### ASSIGNMENT
Word for word, restate the records that come next, omitting the images.

### SOURCE MATERIAL
-- -- --

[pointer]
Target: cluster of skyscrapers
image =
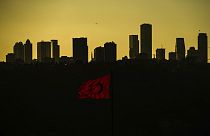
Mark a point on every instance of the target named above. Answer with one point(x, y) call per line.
point(200, 55)
point(49, 51)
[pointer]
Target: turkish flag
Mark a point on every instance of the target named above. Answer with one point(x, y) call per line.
point(96, 89)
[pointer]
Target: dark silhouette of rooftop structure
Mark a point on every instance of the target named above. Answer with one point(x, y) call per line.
point(180, 49)
point(160, 54)
point(110, 52)
point(133, 46)
point(44, 51)
point(99, 54)
point(146, 39)
point(28, 52)
point(203, 47)
point(18, 50)
point(55, 50)
point(80, 50)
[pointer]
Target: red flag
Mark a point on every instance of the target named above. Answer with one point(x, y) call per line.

-- -- --

### COMPLETED EXERCISE
[pointer]
Target: cluster of skyscrapers
image =
Mark a point on every instance of the target named above. Answer with one point(x, y) call per line.
point(200, 55)
point(49, 51)
[pointer]
Target: turkish flag
Mark a point on every instance of the target named above. Answer with one point(x, y) call per line.
point(96, 89)
[pointer]
Target: dark silhouette of rooftop structure
Mark a point on every instance of the target named above. Answer with one point(x, y) call per line.
point(180, 49)
point(160, 54)
point(110, 52)
point(133, 46)
point(44, 51)
point(99, 54)
point(146, 39)
point(28, 52)
point(203, 47)
point(18, 50)
point(55, 50)
point(80, 50)
[pointer]
Target: red flag
Mark a point on every instance of the target named above. Answer with one point(x, y) call per line.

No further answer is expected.